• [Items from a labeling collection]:
# # # #

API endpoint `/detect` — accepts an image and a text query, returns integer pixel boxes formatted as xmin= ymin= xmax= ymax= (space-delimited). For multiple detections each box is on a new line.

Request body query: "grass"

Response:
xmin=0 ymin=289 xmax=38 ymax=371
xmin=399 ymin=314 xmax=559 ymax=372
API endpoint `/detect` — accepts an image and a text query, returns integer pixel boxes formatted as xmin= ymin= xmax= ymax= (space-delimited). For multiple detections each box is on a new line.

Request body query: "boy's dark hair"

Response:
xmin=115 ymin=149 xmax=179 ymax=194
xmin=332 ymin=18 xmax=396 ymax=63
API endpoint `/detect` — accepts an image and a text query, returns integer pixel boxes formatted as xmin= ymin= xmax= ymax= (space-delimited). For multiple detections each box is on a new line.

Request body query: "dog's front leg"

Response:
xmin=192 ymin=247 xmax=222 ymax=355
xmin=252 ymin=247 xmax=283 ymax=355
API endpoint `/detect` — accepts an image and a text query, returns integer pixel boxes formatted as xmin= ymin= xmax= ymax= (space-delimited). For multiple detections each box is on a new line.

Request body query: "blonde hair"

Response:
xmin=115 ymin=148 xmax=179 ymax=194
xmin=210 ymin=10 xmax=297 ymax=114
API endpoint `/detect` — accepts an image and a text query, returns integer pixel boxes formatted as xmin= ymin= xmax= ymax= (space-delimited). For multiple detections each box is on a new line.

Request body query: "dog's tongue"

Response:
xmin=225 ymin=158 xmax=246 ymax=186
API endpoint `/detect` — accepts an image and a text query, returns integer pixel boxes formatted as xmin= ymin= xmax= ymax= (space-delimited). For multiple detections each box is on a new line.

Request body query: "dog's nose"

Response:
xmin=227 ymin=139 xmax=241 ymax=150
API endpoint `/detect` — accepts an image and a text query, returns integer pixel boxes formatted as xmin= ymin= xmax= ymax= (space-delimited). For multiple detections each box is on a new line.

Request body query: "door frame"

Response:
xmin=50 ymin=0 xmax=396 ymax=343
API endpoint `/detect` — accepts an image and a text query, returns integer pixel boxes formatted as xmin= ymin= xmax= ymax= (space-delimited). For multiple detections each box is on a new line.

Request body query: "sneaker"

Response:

# # # #

• [Your objective]:
Please recast the records above as a JSON list of strings, with one string for each line and blank lines left out.

• [Written solution]:
[
  "API endpoint `/detect` — accepts an image and a text query, returns integer pixel boxes formatted as xmin= ymin= xmax= ymax= (space-delimited). For multiple detections each box is on a new line.",
  "Request body query: \"grass\"",
  "Response:",
  "xmin=0 ymin=289 xmax=38 ymax=371",
  "xmin=399 ymin=314 xmax=559 ymax=372",
  "API endpoint `/detect` — accepts an image and a text query, returns integer pixel boxes formatted as xmin= ymin= xmax= ymax= (space-delimited). For multiple detections each box is on a new line.",
  "Request body query: \"boy's dark hair\"",
  "Response:",
  "xmin=115 ymin=149 xmax=179 ymax=194",
  "xmin=332 ymin=18 xmax=396 ymax=63",
  "API endpoint `/detect` — accepts an image and a text query, returns integer pixel boxes formatted as xmin= ymin= xmax= ymax= (space-delimited). For multiple detections each box is on a new line.",
  "Request body query: \"dog's front leg\"",
  "Response:",
  "xmin=192 ymin=247 xmax=222 ymax=355",
  "xmin=252 ymin=247 xmax=283 ymax=355",
  "API endpoint `/detect` — accepts an image and a text query, returns integer pixel boxes formatted as xmin= ymin= xmax= ymax= (space-delimited). For multiple detections each box is on a new line.",
  "Request body query: \"blonde hair\"",
  "Response:",
  "xmin=115 ymin=148 xmax=179 ymax=194",
  "xmin=210 ymin=10 xmax=297 ymax=114",
  "API endpoint `/detect` — accepts an image and a text query, returns integer pixel boxes formatted as xmin= ymin= xmax= ymax= (space-delimited). For multiple detections each box is on a new line.",
  "Request body query: \"dog's tongue\"",
  "Response:",
  "xmin=225 ymin=158 xmax=246 ymax=186",
  "API endpoint `/detect` — accepts an image and a text query, returns integer pixel boxes formatted as xmin= ymin= xmax= ymax= (space-delimited). For multiple detections each box is on a new line.",
  "Request body query: \"dog's nose\"",
  "Response:",
  "xmin=227 ymin=139 xmax=241 ymax=150",
  "API endpoint `/detect` — accepts an image and a text query, returns integer pixel boxes formatted as xmin= ymin= xmax= ymax= (space-delimited). For multiple detections each box is on a new line.",
  "Request body query: \"door frame\"",
  "Response:",
  "xmin=50 ymin=0 xmax=396 ymax=343",
  "API endpoint `/detect` — accepts an image and a text query, returns integer pixel boxes formatted as xmin= ymin= xmax= ymax= (space-delimited). For multiple detections each box is on a new line.",
  "Request body query: \"sneaker\"",
  "Response:"
]